» **Passage**
## Start

The March 28, 2005, earthquake struck with a magnitude of 8.6 on an adjacent portion of the plate boundary to the southeast. This was not an aftershock, but a new rupture of an adjacent segment of the fault.There is the potential for future major earthquakes not only on the thrust fault along the plate boundary, said Lay, but also on a related fault system beneath the island of Sumatra that involves horizontal shearing, the same type of faulting that occurs on the San Andreas Fault.
"The Sumatra Fault runs
right down the length of the island. Because it is close to major population
centers, the seismic hazard is significant even for a smaller event," Lay
said.
Major faults elsewhere in the
world--in northern Turkey, for example--have experienced sequences of
earthquakes moving progressively along a fault line.

## End

» **Your goal**
Quote verbatim the portion of the passage on the Sumatra earthquakes that begins with the words containing "The March 28, 2005, earthquake" and ends with "San Andreas Fault.". The data that follow are not required for this exercise.

[Raw records]
## Start

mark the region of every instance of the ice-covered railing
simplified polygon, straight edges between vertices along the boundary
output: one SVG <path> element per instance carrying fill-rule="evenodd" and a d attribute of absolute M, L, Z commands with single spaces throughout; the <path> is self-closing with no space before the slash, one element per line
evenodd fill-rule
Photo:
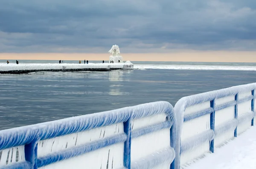
<path fill-rule="evenodd" d="M 180 100 L 174 108 L 178 124 L 175 168 L 213 152 L 253 126 L 255 89 L 251 83 Z"/>
<path fill-rule="evenodd" d="M 0 131 L 0 168 L 173 169 L 176 133 L 163 101 L 11 129 Z"/>

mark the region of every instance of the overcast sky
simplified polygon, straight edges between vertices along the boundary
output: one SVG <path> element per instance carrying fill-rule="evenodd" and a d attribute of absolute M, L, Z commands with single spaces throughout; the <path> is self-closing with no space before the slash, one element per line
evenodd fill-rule
<path fill-rule="evenodd" d="M 255 0 L 0 0 L 0 52 L 256 50 Z"/>

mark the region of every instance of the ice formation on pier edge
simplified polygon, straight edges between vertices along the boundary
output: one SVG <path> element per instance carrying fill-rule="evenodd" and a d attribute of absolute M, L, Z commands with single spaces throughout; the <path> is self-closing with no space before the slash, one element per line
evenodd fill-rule
<path fill-rule="evenodd" d="M 122 57 L 122 56 L 119 56 L 120 49 L 118 45 L 113 45 L 108 52 L 112 54 L 112 55 L 109 57 L 110 63 L 111 61 L 111 63 L 123 63 Z"/>

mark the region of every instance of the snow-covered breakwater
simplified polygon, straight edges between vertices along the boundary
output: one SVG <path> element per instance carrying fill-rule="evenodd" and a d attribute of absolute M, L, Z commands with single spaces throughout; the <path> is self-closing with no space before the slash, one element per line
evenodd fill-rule
<path fill-rule="evenodd" d="M 102 72 L 132 69 L 133 68 L 133 64 L 128 61 L 120 63 L 1 64 L 0 74 L 19 74 L 36 72 Z"/>

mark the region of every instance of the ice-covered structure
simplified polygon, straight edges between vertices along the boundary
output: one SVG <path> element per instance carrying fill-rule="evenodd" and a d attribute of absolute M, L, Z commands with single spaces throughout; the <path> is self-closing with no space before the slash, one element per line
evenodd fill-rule
<path fill-rule="evenodd" d="M 173 169 L 176 122 L 160 101 L 0 131 L 0 168 Z"/>
<path fill-rule="evenodd" d="M 0 131 L 0 168 L 180 169 L 254 125 L 256 89 L 189 96 L 174 109 L 159 101 Z"/>
<path fill-rule="evenodd" d="M 36 72 L 110 71 L 114 70 L 132 69 L 134 64 L 121 63 L 32 63 L 1 64 L 0 74 L 22 74 Z"/>
<path fill-rule="evenodd" d="M 178 124 L 175 168 L 214 152 L 253 126 L 256 89 L 256 83 L 251 83 L 180 99 L 174 108 Z"/>
<path fill-rule="evenodd" d="M 111 61 L 113 63 L 122 63 L 123 58 L 122 56 L 120 56 L 120 49 L 119 47 L 116 45 L 113 45 L 111 49 L 108 51 L 109 53 L 112 54 L 112 55 L 109 57 L 109 63 Z M 119 62 L 118 61 L 120 62 Z"/>

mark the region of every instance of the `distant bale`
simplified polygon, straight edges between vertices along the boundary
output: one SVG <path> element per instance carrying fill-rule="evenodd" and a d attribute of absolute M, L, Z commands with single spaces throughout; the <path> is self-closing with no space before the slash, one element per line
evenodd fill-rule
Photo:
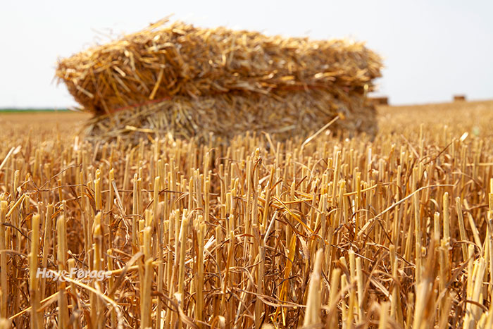
<path fill-rule="evenodd" d="M 261 130 L 289 137 L 337 116 L 344 118 L 335 126 L 376 132 L 366 96 L 382 63 L 363 43 L 166 23 L 58 62 L 59 81 L 95 116 L 92 136 L 133 127 L 186 138 Z"/>
<path fill-rule="evenodd" d="M 368 101 L 375 105 L 389 105 L 389 97 L 387 96 L 368 97 Z"/>

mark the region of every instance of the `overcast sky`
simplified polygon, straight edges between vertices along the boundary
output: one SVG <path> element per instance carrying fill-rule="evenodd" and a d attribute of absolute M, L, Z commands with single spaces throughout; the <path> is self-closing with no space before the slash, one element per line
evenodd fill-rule
<path fill-rule="evenodd" d="M 2 2 L 0 108 L 75 105 L 54 81 L 58 57 L 170 14 L 201 27 L 351 37 L 385 58 L 394 104 L 493 99 L 493 1 L 85 0 Z"/>

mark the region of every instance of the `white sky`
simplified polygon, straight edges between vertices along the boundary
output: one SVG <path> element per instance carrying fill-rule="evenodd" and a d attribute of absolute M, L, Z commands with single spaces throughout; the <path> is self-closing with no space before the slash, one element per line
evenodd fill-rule
<path fill-rule="evenodd" d="M 385 58 L 379 94 L 394 104 L 493 99 L 491 0 L 5 1 L 0 11 L 0 108 L 74 105 L 53 80 L 57 58 L 172 13 L 201 27 L 366 41 Z"/>

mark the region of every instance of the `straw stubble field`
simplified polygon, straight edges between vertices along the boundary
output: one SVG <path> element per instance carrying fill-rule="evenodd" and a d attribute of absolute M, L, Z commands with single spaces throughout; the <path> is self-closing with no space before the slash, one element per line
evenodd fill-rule
<path fill-rule="evenodd" d="M 0 328 L 491 328 L 493 102 L 378 111 L 135 147 L 0 114 Z"/>

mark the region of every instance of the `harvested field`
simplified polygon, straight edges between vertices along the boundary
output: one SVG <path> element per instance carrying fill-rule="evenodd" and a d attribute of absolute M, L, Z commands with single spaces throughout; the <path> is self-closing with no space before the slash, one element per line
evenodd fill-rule
<path fill-rule="evenodd" d="M 491 328 L 493 101 L 377 110 L 137 146 L 0 113 L 0 328 Z"/>

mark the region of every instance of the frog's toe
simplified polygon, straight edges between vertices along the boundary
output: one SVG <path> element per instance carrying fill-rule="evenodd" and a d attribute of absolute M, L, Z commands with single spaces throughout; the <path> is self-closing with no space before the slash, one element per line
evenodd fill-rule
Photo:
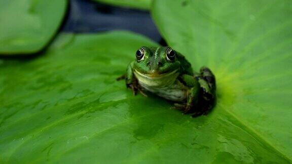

## End

» **Response for this exercise**
The March 28, 2005, earthquake struck with a magnitude of 8.6 on an adjacent portion of the plate boundary to the southeast. This was not an aftershock, but a new rupture of an adjacent segment of the fault.There is the potential for future major earthquakes not only on the thrust fault along the plate boundary, said Lay, but also on a related fault system beneath the island of Sumatra that involves horizontal shearing, the same type of faulting that occurs on the San Andreas Fault.